┌─ Source

# Peruvian vs Xingu



## Noe (Aug 22, 2003)

I would like to know what is the different between a "Peruvian Highback Rhom from a Xingu Highback Rhom" I know they came from different rivers but is there any special characterictic between them.

Thank You for your input ............


----------



## Noe (Aug 22, 2003)

Can anyone please tell me???????????
Frank where are you?????


----------



## boxer (Sep 11, 2003)

don't they say the xingu has a more diamond shape or something? maybe different coloration? one could be silver one could be black? i dunno just making assumptions


----------



## vlahos (Sep 7, 2003)

never knew there was a xingu highback.....i think the xingus have a little more yellow in their colour with a black humeral spot. they tend to be less dull in colour also.
in terms of overall aggressiveness i don't know. they're rhoms so both are probably equal


----------



## evermore (Oct 7, 2003)

always thought the true xingu(adult) is a marble color. black on top. silvery on bottom? but there is a darker version don't know where it's from


----------



## hastatus (Jan 16, 2003)

└─

§ Complete the following
- A) List every distinct username that posts in the Peruvian vs Xingu thread.
- B) Please carry on the Peruvian vs Xingu thread from the point where it stops.
The data has no connection to the Peruvian vs Xingu thread.

┌─ Material

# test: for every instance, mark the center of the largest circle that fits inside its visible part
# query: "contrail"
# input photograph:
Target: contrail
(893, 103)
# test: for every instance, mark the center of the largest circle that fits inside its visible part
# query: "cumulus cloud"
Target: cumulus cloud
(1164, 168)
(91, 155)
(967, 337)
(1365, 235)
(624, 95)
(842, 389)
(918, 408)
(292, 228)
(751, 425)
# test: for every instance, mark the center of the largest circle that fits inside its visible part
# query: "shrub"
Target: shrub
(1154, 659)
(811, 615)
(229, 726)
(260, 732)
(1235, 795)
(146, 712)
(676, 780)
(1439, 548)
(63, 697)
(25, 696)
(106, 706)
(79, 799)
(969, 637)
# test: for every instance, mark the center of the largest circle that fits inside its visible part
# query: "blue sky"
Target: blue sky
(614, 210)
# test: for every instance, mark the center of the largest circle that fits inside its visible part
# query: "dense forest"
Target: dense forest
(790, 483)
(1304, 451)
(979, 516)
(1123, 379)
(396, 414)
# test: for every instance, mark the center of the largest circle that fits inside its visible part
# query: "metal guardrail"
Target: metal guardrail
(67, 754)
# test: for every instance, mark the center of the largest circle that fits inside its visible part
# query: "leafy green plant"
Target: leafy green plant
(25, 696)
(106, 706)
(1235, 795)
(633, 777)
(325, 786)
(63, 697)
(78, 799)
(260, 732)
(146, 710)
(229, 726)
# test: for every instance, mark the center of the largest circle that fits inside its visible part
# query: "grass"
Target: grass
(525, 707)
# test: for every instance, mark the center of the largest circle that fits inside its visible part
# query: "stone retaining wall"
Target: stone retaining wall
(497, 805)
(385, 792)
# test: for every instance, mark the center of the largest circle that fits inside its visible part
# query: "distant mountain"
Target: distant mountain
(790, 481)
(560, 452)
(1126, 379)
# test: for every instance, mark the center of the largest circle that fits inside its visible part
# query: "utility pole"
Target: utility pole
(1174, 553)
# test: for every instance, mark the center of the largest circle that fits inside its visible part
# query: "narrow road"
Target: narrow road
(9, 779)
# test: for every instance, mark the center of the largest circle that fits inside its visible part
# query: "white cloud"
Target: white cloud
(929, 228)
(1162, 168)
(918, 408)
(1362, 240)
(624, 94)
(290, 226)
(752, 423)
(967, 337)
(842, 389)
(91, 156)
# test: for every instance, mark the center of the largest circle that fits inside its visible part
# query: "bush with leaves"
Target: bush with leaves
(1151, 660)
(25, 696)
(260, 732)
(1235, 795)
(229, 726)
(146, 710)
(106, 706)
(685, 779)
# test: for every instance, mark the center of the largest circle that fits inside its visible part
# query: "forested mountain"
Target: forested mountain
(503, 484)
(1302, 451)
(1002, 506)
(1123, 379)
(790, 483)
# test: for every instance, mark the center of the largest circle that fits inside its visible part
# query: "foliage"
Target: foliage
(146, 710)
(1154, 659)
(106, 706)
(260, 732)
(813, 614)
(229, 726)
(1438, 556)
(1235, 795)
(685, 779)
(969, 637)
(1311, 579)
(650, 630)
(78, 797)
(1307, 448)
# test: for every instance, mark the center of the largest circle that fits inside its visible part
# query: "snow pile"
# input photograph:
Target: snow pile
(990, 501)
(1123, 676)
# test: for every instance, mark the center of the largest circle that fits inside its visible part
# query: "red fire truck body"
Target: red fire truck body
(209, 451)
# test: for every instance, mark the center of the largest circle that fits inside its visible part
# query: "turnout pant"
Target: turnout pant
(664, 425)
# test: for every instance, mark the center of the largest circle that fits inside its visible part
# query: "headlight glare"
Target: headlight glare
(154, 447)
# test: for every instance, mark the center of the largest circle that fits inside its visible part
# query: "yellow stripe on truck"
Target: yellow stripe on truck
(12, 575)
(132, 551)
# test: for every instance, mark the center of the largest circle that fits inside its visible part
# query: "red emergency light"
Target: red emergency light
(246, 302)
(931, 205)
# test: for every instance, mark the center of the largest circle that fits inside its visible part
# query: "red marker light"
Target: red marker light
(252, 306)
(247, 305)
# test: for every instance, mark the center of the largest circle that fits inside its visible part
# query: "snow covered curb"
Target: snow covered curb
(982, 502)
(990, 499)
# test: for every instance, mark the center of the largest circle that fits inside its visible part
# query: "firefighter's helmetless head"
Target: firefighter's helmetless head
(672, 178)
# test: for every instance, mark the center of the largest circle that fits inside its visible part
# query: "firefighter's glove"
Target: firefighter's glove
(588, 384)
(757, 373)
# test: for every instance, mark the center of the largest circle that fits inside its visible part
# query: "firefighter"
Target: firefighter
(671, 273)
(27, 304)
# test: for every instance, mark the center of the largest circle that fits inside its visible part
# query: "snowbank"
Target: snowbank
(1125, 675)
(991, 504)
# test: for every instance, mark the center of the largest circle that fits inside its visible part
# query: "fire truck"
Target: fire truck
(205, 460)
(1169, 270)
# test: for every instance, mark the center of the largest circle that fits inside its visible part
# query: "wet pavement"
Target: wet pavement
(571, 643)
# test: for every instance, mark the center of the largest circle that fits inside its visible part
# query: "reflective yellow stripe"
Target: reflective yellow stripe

└─

§ Response list
- A) Noe, boxer, vlahos, evermore, hastatus

- B)
> Noe Posted on Dec 2 2003, 07:03 PM
> I would like to know what is the different between a "Peruvian Highback Rhom from a Xingu Highback Rhom" I know they came from different rivers but is there any special characterictic between them.


 Minor morphological and differences of water and locality. What they all have in common is the red eye. As special characteristics, color and humeral spot (more prominent in Xingu) which later merge into its common adult phases of dark gun-metal or white depending on water.


----------



## Noe (Aug 22, 2003)

Thank You guys..................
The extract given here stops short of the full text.